▶ Exercise
Look in the data below for the line that contains "the red berry". Copy that line and the remaining lines exactly.

▶ Records shown
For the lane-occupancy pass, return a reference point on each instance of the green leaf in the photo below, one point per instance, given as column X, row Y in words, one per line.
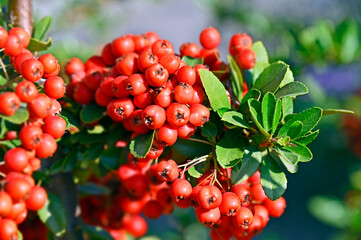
column 42, row 28
column 308, row 138
column 250, row 163
column 268, row 110
column 20, row 116
column 96, row 233
column 230, row 149
column 273, row 179
column 295, row 129
column 287, row 107
column 276, row 116
column 91, row 113
column 192, row 61
column 235, row 118
column 37, row 46
column 260, row 51
column 141, row 144
column 255, row 109
column 236, row 78
column 110, row 158
column 336, row 111
column 270, row 79
column 321, row 206
column 309, row 117
column 90, row 188
column 209, row 131
column 53, row 215
column 215, row 90
column 291, row 89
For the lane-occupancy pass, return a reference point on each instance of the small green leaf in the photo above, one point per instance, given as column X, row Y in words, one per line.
column 308, row 138
column 295, row 129
column 215, row 90
column 235, row 118
column 110, row 158
column 336, row 111
column 270, row 79
column 236, row 78
column 42, row 28
column 91, row 113
column 291, row 89
column 273, row 179
column 250, row 163
column 141, row 144
column 53, row 215
column 230, row 149
column 192, row 61
column 209, row 131
column 20, row 116
column 309, row 118
column 268, row 110
column 276, row 116
column 37, row 46
column 255, row 109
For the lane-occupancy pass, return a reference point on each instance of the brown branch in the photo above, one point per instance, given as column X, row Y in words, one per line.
column 20, row 14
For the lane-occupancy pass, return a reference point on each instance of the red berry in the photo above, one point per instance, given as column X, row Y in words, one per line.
column 177, row 114
column 37, row 198
column 120, row 109
column 32, row 70
column 47, row 146
column 54, row 87
column 210, row 38
column 9, row 103
column 154, row 117
column 156, row 75
column 26, row 91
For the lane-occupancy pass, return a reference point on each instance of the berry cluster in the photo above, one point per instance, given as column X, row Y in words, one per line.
column 37, row 135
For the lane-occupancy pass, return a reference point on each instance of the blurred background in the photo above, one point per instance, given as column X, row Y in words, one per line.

▶ Answer below
For the lane-occupancy pass, return a reference point on each instance of the red berry in the photo above, one point per instance, given as column X, row Y in words, one per line.
column 177, row 114
column 37, row 198
column 120, row 109
column 32, row 70
column 47, row 146
column 54, row 87
column 210, row 38
column 9, row 103
column 154, row 117
column 156, row 75
column 26, row 91
For the lane-occupancy pass, return a reference point on each instance of the berry cluster in the photo above, one point per instance, given as column X, row Y in words, one per line.
column 37, row 135
For the lane-occupancy pass, return a reference point on each instance of the blurred background in the photo above, one point per instance, given as column X, row Y in words, one per line.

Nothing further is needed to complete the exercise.